Among the entries below, find every line that has "team" and pull it out.

:: Given entries ::

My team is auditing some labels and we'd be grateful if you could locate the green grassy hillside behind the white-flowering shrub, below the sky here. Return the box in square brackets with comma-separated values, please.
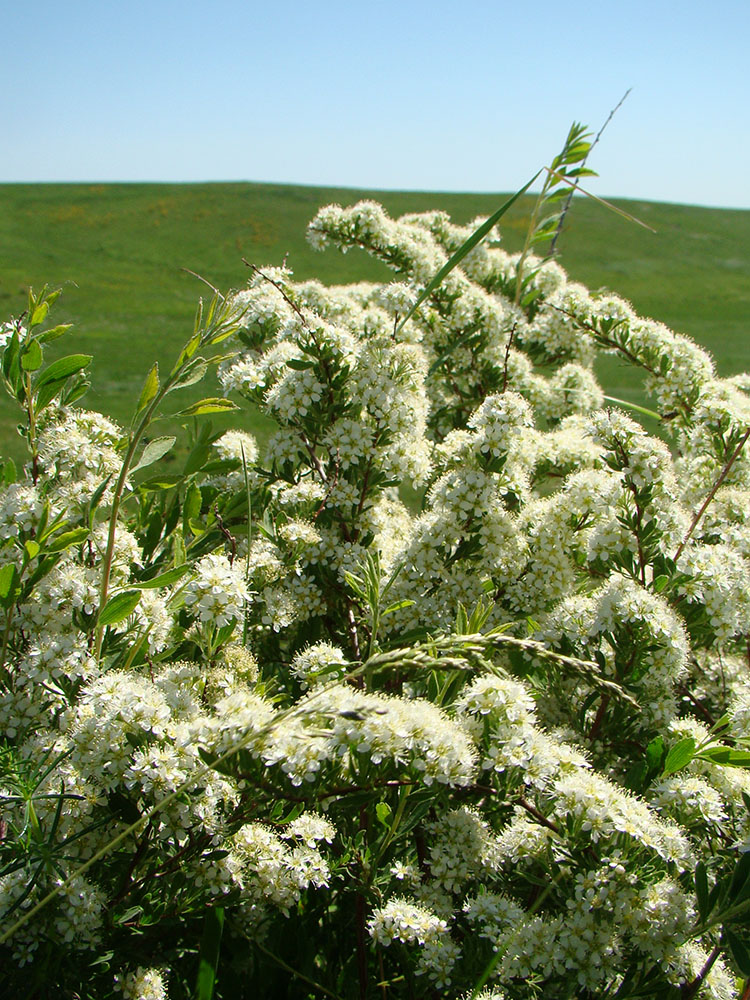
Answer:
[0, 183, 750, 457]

:::
:: Given entries ::

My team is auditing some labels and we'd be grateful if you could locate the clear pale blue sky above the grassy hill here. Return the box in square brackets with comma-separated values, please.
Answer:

:::

_Exercise solution_.
My team is auditing some labels and we'd be grateful if you could locate the green grassy hillside behind the white-flowering shrub, below the sky here. Return the box in square brackets with comma-separated values, please.
My team is auditing some labels and we'd be grateful if you could locate the clear pale blue sky above the grassy hill here. Return the box in square brackets with comma-separated values, please.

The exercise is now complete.